EXERCISE DIRECTIONS: Write out the entries below once more, exactly, with the pictures left out.

INPUT MATERIAL:
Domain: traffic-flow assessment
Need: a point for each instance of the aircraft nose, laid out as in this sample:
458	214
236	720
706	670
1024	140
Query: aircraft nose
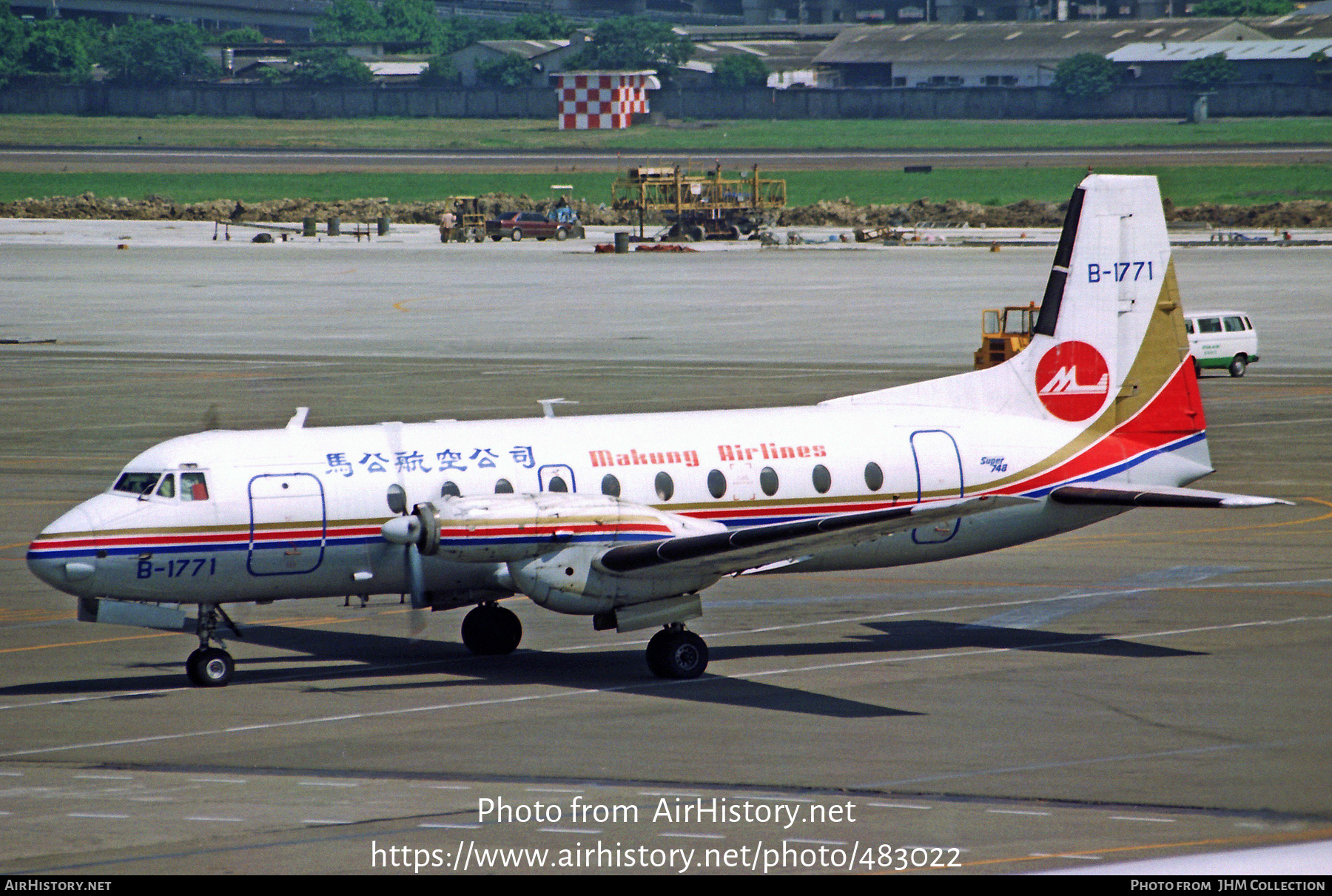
64	554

ANSWER TO THIS PROBLEM:
Domain: traffic-flow assessment
Need: a point for each instance of the aircraft nose, laid out as in this sample:
458	214
236	720
706	670
1024	140
Query: aircraft nose
64	554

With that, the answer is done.